▸ **What to produce**: Take the lines below between the one holding "Task: mark each instance of the wet" and the one holding "Task: mark each instance of the bird neck", inclusive, and copy them exactly. Add nothing.

▸ **Records supplied**:
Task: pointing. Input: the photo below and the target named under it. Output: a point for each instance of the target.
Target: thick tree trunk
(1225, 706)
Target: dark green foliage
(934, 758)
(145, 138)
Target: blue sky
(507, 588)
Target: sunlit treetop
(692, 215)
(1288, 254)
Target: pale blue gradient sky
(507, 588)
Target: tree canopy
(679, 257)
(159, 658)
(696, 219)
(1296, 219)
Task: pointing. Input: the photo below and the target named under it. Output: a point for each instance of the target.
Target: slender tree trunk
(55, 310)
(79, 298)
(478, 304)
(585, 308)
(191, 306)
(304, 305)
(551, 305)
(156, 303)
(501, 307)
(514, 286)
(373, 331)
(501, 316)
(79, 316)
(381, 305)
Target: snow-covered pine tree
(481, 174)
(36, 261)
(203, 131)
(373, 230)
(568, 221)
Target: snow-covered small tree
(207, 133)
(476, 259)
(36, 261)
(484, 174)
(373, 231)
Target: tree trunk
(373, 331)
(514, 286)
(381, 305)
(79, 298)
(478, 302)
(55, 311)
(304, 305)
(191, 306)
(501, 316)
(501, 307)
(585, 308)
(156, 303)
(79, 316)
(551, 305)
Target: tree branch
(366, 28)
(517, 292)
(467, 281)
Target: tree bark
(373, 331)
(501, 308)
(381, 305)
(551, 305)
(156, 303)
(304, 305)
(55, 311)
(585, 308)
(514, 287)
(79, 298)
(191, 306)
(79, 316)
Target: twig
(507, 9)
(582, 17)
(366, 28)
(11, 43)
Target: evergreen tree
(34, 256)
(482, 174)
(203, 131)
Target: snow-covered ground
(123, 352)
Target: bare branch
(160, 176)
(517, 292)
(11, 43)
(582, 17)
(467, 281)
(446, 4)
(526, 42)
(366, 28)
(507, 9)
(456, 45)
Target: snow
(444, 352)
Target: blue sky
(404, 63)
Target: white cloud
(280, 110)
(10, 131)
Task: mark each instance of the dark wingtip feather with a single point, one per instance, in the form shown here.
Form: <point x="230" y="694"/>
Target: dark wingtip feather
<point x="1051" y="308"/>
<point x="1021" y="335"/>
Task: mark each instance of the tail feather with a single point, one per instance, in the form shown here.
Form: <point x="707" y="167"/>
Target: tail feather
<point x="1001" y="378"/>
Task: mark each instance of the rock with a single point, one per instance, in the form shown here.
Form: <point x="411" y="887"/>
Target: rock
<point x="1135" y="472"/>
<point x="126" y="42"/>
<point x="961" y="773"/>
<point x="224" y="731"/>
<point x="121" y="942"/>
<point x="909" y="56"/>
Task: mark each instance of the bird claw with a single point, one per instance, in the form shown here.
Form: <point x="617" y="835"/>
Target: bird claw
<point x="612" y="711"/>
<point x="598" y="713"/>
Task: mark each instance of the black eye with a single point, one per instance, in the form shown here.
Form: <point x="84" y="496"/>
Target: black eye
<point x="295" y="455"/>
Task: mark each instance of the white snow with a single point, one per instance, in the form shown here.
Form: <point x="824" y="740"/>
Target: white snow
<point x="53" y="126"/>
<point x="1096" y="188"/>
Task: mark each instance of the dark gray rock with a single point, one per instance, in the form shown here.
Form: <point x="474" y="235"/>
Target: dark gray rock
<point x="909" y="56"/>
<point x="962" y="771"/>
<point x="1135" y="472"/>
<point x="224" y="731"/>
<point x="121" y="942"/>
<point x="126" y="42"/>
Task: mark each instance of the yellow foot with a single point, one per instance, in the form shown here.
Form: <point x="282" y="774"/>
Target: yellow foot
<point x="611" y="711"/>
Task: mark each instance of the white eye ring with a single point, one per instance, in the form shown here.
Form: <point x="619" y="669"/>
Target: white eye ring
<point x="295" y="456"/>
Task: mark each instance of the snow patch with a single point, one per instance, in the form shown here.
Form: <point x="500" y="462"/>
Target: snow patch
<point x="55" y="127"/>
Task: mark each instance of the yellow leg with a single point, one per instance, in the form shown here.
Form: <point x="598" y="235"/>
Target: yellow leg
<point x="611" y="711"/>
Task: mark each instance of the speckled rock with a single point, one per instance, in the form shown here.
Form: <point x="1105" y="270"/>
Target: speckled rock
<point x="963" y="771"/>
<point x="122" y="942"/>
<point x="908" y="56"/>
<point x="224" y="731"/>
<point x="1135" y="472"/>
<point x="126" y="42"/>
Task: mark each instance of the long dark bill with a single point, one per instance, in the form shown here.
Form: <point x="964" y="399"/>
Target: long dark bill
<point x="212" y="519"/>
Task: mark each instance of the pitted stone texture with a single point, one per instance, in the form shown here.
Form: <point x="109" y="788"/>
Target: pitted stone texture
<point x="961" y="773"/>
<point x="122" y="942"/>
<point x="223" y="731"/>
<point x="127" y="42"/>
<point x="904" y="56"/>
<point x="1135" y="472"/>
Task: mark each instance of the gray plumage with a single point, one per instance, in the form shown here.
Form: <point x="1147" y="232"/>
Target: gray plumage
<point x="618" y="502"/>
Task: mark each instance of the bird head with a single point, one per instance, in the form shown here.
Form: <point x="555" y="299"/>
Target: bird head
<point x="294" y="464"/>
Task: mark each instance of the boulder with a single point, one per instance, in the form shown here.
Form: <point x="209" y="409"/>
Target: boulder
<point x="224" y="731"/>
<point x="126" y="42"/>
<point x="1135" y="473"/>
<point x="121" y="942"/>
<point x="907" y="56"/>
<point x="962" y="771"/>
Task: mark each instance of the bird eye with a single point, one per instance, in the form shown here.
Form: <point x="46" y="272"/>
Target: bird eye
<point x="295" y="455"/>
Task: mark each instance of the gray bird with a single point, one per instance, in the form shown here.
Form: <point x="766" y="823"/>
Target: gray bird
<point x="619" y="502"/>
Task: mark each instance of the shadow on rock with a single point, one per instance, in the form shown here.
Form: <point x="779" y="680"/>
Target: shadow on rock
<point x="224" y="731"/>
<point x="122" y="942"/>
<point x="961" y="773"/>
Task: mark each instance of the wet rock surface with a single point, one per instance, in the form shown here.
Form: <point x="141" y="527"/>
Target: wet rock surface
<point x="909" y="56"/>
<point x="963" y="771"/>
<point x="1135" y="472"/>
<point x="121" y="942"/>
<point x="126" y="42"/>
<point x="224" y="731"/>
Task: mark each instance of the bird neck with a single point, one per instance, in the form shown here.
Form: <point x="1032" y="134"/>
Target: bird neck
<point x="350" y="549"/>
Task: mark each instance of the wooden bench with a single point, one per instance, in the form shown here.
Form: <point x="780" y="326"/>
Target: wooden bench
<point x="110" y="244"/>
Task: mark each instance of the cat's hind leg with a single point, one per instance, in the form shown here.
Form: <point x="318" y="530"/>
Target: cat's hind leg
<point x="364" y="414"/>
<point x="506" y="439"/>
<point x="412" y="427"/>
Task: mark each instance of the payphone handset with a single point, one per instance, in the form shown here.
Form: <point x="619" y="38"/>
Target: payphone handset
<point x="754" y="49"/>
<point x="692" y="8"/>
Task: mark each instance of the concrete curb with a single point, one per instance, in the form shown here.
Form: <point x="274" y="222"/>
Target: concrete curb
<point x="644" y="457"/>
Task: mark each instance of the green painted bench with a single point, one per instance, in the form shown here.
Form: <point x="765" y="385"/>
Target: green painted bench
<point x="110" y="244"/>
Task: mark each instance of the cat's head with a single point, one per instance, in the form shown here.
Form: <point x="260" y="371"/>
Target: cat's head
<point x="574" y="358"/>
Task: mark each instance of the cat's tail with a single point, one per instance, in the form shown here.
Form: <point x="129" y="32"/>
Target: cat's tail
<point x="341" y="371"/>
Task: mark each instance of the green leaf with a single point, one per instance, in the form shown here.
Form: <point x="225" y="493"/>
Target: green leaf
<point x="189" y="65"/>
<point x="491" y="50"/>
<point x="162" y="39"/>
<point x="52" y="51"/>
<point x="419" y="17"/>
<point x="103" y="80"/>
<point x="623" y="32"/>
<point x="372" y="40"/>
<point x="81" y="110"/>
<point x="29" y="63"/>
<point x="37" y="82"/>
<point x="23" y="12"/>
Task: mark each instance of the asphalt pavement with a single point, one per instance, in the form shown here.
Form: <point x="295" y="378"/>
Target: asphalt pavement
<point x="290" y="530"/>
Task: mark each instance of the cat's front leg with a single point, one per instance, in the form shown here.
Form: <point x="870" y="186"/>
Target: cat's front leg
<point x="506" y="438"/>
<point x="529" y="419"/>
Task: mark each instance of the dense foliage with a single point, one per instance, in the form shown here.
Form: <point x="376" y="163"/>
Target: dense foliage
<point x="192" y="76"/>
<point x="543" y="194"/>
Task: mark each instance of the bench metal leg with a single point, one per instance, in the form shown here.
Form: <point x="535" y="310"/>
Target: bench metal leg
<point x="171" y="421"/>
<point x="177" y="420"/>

▸ **Response below**:
Task: mark each instance of the wet rock surface with a single point, one per instance, in the form shown here.
Form: <point x="141" y="527"/>
Target: wet rock surface
<point x="909" y="56"/>
<point x="963" y="771"/>
<point x="1135" y="472"/>
<point x="121" y="942"/>
<point x="126" y="42"/>
<point x="224" y="731"/>
Task: mark each instance of the bird neck with a single point, one per instance, in the form shown here.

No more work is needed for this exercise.